- **Your instructions**: Count the lines below that contain the word "overcast", and reply with only that number.

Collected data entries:
⁂
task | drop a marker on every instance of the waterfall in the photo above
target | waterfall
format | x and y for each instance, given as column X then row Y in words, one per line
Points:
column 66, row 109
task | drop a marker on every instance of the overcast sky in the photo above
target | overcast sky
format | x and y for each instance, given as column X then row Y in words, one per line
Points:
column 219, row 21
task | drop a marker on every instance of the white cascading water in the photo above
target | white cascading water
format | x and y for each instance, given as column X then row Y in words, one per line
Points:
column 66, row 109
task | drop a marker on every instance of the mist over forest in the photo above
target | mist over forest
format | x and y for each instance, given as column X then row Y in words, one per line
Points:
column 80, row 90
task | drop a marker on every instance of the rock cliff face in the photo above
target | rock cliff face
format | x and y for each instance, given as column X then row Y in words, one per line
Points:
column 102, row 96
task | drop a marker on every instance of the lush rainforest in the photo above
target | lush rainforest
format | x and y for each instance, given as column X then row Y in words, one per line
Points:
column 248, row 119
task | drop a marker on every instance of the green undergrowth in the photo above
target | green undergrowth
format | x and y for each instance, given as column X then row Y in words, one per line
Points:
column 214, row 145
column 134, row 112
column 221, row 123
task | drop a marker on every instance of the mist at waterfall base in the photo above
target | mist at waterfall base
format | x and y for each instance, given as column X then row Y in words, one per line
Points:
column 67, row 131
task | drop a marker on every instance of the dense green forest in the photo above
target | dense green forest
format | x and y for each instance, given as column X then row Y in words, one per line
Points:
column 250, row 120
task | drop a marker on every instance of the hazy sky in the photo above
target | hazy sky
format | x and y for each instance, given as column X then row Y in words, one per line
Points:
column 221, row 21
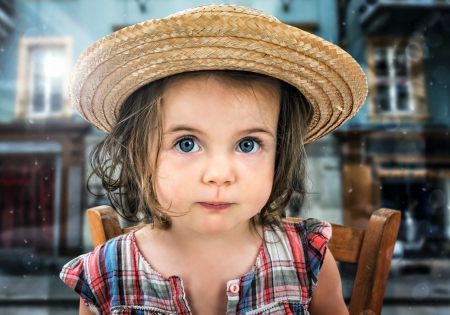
⁂
- **Task solution**: 2